Prompt:
The entries below are to be duplicated exactly, with nothing left out.

Items from a dataset
──────

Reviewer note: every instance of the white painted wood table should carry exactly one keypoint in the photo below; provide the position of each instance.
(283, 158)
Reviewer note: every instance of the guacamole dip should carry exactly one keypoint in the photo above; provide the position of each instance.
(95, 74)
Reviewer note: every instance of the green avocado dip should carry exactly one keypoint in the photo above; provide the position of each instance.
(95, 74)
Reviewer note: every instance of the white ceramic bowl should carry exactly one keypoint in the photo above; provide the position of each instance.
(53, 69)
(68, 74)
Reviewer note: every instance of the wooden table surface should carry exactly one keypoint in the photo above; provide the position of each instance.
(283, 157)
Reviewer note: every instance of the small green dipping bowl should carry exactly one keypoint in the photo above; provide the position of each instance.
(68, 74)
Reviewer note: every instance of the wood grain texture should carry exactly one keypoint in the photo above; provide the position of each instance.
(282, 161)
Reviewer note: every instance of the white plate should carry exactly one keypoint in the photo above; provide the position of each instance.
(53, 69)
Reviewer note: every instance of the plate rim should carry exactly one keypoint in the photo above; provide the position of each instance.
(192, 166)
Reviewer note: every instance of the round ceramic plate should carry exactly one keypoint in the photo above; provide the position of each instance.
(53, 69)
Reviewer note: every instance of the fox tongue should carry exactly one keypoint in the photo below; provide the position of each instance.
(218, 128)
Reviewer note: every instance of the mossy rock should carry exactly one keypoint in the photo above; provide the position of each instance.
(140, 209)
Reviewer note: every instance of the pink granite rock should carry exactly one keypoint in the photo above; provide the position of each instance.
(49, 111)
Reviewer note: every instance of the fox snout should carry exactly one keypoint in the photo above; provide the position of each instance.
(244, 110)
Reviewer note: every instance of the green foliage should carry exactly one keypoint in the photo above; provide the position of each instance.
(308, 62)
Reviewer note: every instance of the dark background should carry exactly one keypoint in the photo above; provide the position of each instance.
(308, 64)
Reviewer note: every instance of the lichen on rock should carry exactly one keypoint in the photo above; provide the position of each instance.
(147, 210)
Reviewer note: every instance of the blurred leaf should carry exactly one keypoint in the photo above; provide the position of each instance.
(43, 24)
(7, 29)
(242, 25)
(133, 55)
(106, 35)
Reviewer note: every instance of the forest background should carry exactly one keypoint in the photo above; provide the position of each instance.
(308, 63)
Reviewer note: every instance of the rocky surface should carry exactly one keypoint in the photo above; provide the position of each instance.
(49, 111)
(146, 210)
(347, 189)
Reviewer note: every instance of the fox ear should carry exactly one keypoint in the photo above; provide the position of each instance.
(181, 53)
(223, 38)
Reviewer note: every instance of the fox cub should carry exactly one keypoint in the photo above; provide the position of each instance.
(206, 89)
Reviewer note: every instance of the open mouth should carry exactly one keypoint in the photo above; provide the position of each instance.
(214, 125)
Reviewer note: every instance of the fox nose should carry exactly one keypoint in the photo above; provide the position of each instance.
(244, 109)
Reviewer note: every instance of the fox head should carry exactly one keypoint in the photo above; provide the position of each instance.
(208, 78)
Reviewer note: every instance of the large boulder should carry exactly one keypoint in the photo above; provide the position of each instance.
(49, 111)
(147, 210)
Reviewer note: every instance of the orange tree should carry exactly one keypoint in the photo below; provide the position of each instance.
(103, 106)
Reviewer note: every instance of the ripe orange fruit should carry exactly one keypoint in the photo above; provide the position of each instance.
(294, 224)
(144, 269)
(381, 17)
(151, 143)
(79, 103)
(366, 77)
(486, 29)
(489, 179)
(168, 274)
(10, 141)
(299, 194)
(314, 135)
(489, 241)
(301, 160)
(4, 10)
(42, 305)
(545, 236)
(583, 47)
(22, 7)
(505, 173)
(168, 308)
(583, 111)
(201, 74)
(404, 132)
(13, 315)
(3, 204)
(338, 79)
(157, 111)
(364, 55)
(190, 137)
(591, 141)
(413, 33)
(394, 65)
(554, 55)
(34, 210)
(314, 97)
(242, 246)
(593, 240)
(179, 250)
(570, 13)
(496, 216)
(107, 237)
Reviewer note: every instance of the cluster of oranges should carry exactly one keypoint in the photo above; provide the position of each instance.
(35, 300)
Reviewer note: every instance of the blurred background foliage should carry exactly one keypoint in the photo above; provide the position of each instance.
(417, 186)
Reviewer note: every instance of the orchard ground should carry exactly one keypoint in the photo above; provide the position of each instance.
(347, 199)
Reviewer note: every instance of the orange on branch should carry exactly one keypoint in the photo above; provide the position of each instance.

──────

Solved problem:
Reviewer note: every instance of the white painted wood table should carry exactly one keypoint in the photo below; provide the position of each instance.
(283, 158)
Reviewer note: every instance of the guacamole dip should carry exactly one keypoint in the photo above; provide the position of each instance.
(95, 74)
Reviewer note: every instance of the green avocado dip should carry exactly one keypoint in the photo above; provide the position of each instance.
(95, 74)
Reviewer note: every instance of the white ceramic bowl should carry exactly one keypoint in the photo above; provide the position of each instance.
(53, 69)
(68, 74)
Reviewer note: every instance of the wooden table surface should carry exactly one keypoint in the photo above; provide the position of each instance.
(283, 157)
Reviewer note: every instance of the small green dipping bowl should carry exactly one keypoint in the photo above; provide the position of each instance.
(68, 74)
Reviewer note: every instance of the wood grain texture should carry exactly one keypoint in the photo above; provide the position of each instance.
(282, 161)
Reviewer note: every instance of the white plate should carry exactly one keypoint in the photo above; provide the position of each instance.
(53, 69)
Reviewer note: every instance of the plate rim should carry exactly one keypoint in the photo above; provide the position of each instance.
(192, 166)
Reviewer note: every instance of the round ceramic plate should carry exactly one keypoint in the photo above; provide the position of each instance.
(53, 69)
Reviewer note: every instance of the fox tongue should carry exactly one keypoint in the photo below; provide the position of each instance.
(218, 128)
Reviewer note: every instance of the mossy rock should carry exactly one keypoint in the photo above; provide the position of each instance.
(140, 209)
Reviewer note: every instance of the pink granite rock should carry exactly one keypoint in the photo above; provide the position of each instance.
(49, 111)
Reviewer note: every instance of the fox snout should carry exactly one keypoint in the photo above; provide the position of each instance.
(244, 110)
Reviewer note: every instance of the green foliage should carry exactly one keypoint in the photo above; provide the position of each instance.
(308, 62)
Reviewer note: every instance of the dark background should carry exactly one keypoint in the photo above; provide the position of each instance.
(308, 64)
Reviewer note: every instance of the lichen on rock should carry exactly one keypoint in the photo above; provide the position of each instance.
(147, 210)
Reviewer note: every instance of the blurred leaf should carry exactly one keypoint in the photo above; provide the position of each instance.
(43, 24)
(7, 29)
(242, 25)
(133, 55)
(106, 35)
Reviewer note: every instance of the forest background should carry exactly one keypoint in the photo above; provide the position of each instance.
(308, 63)
Reviewer note: every instance of the rocky surface should carry exactly one keypoint in the photo above; provide the position of each instance.
(49, 111)
(146, 210)
(347, 189)
Reviewer note: every instance of the fox ear should carry exactly one keypoint in the photo above; provide the position of each instance.
(181, 53)
(223, 38)
Reviewer note: every instance of the fox cub should carry exactly one keypoint in the photo above; provide the position of each instance.
(206, 89)
Reviewer note: every instance of the open mouth should carry exactly one keypoint in the photo above; provide the position of each instance.
(214, 125)
Reviewer note: every instance of the fox nose should carry exactly one keypoint in the photo above; provide the position of each instance.
(244, 109)
Reviewer note: every instance of the fox head should carry exactly one keypoint in the photo above; provide the position of each instance.
(208, 78)
Reviewer note: every instance of the large boulder should carry exactly one keypoint in the photo above; provide the position of each instance.
(49, 111)
(147, 210)
Reviewer note: every instance of the orange tree should carry exactly one keypoint in the photo below; provide the position of each instance.
(103, 106)
Reviewer note: every instance of the ripe orange fruit should carry exactly one keypoint in the photo above; provide the position of each instance.
(294, 224)
(144, 269)
(381, 17)
(151, 143)
(79, 103)
(366, 77)
(486, 29)
(489, 179)
(168, 274)
(10, 141)
(299, 194)
(314, 135)
(489, 241)
(301, 160)
(4, 10)
(42, 305)
(545, 236)
(583, 47)
(22, 7)
(505, 173)
(168, 308)
(583, 111)
(201, 74)
(404, 132)
(13, 315)
(3, 204)
(338, 79)
(157, 111)
(364, 55)
(190, 137)
(591, 141)
(413, 33)
(394, 65)
(554, 55)
(34, 210)
(314, 97)
(242, 246)
(593, 240)
(179, 250)
(570, 13)
(496, 216)
(107, 237)
Reviewer note: every instance of the cluster of oranges should carry exactly one keypoint in the photo above; provide the position of each instance.
(35, 300)
Reviewer note: every instance of the blurred background foliage should carry exactly one keypoint in the photo above; provide the position of each instance.
(417, 186)
Reviewer note: every instance of the orchard ground should carry exactly one keypoint in the photo above; provide the position of each instance.
(347, 199)
Reviewer note: every instance of the orange on branch should carry exactly one keypoint in the photo above; provide the position of each instance.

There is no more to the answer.